● 課題 A
旅行記のうち、「それから私たちはここから70キロ程離れたプラハをフツーに通過し、途中のローカルな」から「予定より1週間ほど早めに帰ってきたのです。」までの両端を含む部分を、「原っぱ」を「草地」に更新したうえで書き出してください。
● 課題 B
旅行記によると、プラハを通過したあと途中のローカルな食堂で食べたチェコ名物は何か。
● 課題 C
旅行記の「チェコと言えば」で始まる段落を、主な事実を残して短く書き直すこと。

● 文書抜粋
▼▼▼

2015/12/31

東欧旅行記_チェコ(クトナ・ホラ)

最終章は、寄り道の話。

ルーマニアを出てからは、またまた一目散でスロバキアにいるマークスの友人を訪ねる。
彼もドイツで働いていて、休暇でこのスロバキアの実家に戻っている最中だった。

ここでは3日間泊めてもらい、楽しい家族がいるお家でノンビリ過ごさせてもらった。
特にくり坊が、毎日クタクタになるくらい子供たちに遊んでもらっていて、大ハシャギだった。


スロバキアを出て次に向かったのはチェコ。

チェコと言えば見どころがいっぱいある国なわけだけど、私はとにかく家に帰って庭仕事を
したり、ゆっくり料理したり、フツーの日常がとにかく恋しかったので、帰路を急ぐのみ。

だけど、1か所だけ行ってみたかったところがあり、丁度通り道だったので立ち寄ってみる
ことにした。

その場所とは。。。

骨教会


 セドレツ納骨堂 

1万人分の遺骨で教会内が装飾されています。



天使とシャレコウベ

骨シャンデリア



ここまで骨だらけになるともう芸術で、オドロオドロしい感じは全くせず、むしろ人体標本を
眺めるかのごとく、骨の形なんかを観察するという感じ。

完全に観光地なので、人もわんさか、みんな骨と一緒に写真とりまくりだった。

でもよく考えてみると、すべての骨の背景には、人間として生まれ生きていた歴史があるわけで、
まさか将来自分がシャンデリアの一部になるなんて思ってなかったはずだとか思うと
とてもシュールな光景で、不謹慎ながらも、おかしくなってくる。

ということで、今回の旅の締めくくりは「骨」でございました。

通り道だったから来たけど、わざわざこのために出向いたかと言われれば、、、、ウーン。
という感じです。



それから私たちはここから70キロ程離れたプラハをフツーに通過し、途中のローカルな
食堂でチェコ名物のグラーシュとクネドリーキを食べ、ドイツに到着。

そのまま家に帰るには、結構な距離を走り疲れていたので、途中の原っぱにて就寝。

翌日、念願のHome sweet home.

予定より1週間ほど早めに帰ってきたのです。

今回の旅は何度も書いた通り、不完全燃焼で終わったという感じだったけど、
東欧はそれでも魅力満載だと思うので、絶対にまた回ってみたいと思う。

そのための下見だったと思えばいいかな。

▲▲▲

● 表示データ
▼▼▼

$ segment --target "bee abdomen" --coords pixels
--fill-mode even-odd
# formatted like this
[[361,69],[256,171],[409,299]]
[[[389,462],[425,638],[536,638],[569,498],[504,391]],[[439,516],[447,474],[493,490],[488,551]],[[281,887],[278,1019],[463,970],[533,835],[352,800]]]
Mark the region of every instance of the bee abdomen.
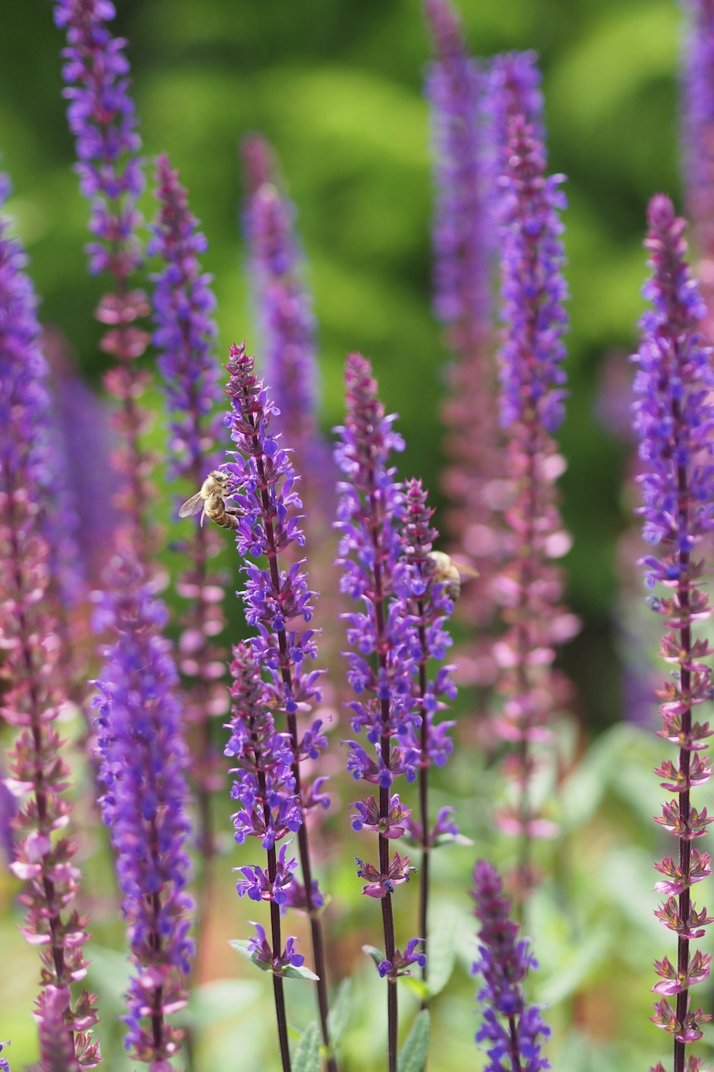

▲▲▲

● 正解 A
それから私たちはここから70キロ程離れたプラハをフツーに通過し、途中のローカルな
食堂でチェコ名物のグラーシュとクネドリーキを食べ、ドイツに到着。

そのまま家に帰るには、結構な距離を走り疲れていたので、途中の草地にて就寝。

翌日、念願のHome sweet home.

予定より1週間ほど早めに帰ってきたのです。

● 正解 B
グラーシュとクネドリーキ。

● 正解 C
チェコは見どころの多い国だが、庭仕事や料理などの普段の日常が恋しかったので、帰路を急いだ。